REQUIRED ACTION:
From the data below, return all lines holding the string "target".

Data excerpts
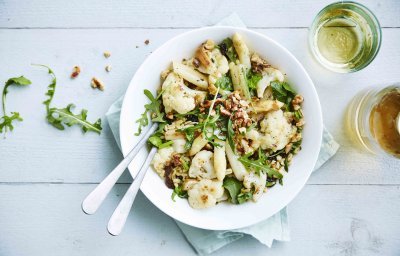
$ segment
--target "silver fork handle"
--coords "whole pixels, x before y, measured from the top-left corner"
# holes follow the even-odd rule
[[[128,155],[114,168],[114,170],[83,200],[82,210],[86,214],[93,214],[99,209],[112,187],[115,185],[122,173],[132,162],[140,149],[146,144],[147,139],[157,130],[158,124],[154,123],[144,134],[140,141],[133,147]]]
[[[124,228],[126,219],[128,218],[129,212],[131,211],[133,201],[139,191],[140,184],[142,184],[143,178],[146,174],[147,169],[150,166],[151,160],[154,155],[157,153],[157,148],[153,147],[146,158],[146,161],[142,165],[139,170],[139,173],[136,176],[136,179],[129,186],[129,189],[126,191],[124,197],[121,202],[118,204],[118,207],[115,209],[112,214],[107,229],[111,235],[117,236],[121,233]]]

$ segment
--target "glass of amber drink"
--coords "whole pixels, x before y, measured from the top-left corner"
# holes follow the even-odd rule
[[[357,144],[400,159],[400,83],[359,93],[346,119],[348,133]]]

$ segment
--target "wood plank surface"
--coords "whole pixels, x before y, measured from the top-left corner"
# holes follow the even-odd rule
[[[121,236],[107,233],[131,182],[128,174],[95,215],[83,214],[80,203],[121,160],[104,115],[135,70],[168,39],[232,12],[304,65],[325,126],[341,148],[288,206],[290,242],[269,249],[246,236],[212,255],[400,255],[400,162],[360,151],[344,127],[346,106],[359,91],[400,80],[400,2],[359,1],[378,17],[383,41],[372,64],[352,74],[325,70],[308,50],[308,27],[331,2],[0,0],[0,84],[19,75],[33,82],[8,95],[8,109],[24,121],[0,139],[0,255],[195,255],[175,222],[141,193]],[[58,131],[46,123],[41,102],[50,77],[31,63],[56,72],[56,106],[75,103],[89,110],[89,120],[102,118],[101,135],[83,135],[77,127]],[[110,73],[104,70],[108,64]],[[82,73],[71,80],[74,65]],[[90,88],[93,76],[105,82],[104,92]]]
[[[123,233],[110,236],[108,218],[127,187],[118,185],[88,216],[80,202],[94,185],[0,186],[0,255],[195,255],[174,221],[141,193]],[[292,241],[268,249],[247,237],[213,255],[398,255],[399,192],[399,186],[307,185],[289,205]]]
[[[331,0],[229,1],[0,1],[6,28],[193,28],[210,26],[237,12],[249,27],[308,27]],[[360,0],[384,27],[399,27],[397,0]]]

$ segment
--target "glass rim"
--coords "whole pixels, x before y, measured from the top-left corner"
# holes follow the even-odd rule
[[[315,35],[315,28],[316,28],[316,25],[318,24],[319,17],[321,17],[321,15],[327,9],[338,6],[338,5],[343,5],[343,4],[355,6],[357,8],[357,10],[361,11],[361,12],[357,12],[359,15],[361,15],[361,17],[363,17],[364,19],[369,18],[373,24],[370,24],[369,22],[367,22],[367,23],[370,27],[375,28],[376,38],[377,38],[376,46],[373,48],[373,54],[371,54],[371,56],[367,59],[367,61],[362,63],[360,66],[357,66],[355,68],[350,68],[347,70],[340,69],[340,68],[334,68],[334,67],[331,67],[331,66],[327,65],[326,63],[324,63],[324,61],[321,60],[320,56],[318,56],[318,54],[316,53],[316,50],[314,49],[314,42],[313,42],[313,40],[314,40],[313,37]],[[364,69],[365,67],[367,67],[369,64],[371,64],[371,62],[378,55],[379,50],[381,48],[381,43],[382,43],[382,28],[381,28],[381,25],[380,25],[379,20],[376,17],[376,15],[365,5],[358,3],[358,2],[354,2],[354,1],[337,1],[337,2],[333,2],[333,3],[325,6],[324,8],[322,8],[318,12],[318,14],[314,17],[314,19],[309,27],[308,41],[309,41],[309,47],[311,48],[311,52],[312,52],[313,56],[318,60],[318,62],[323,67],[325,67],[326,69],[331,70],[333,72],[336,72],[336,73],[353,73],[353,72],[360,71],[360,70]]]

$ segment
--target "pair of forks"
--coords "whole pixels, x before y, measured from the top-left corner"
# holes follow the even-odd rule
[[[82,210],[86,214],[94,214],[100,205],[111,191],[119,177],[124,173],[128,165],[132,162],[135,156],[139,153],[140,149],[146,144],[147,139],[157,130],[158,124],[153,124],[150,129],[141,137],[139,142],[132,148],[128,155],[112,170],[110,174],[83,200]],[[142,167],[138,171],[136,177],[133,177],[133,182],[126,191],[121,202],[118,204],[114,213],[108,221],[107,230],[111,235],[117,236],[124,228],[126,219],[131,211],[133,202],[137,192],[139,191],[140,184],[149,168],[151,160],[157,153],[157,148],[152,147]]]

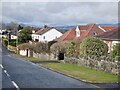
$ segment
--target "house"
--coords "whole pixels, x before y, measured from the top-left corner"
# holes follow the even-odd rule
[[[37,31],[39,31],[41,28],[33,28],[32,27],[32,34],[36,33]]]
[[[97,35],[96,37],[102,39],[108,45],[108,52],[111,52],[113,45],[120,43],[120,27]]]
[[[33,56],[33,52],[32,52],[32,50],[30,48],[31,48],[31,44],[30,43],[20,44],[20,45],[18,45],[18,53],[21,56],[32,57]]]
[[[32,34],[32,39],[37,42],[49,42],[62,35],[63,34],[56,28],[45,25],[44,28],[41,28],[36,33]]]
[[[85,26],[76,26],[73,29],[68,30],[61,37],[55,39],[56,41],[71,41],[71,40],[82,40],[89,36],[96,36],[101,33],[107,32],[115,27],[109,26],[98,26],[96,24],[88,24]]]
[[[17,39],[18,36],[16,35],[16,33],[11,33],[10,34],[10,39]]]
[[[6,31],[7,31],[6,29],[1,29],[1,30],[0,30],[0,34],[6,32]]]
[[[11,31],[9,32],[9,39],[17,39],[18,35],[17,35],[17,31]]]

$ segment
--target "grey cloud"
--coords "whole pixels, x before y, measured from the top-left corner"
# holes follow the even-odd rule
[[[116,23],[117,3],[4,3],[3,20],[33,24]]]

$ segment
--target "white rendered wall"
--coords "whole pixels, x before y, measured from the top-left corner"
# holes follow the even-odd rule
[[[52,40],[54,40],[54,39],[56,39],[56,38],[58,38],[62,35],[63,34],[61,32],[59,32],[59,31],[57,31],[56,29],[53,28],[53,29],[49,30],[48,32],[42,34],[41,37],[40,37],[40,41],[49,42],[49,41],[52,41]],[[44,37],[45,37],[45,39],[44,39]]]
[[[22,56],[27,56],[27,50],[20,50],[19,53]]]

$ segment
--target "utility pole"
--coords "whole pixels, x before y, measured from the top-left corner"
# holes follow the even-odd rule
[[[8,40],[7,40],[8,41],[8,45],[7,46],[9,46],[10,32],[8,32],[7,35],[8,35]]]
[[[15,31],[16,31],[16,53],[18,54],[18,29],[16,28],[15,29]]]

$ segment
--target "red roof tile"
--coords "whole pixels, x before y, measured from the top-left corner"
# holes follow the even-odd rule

TASK ANSWER:
--target "silver fork handle"
--target "glass of amber drink"
--target "wood plank surface"
--target "glass rim"
--target "pair of forks"
--target "house"
--target "grey cloud"
--target "white rendered wall"
--target "utility pole"
--target "red roof tile"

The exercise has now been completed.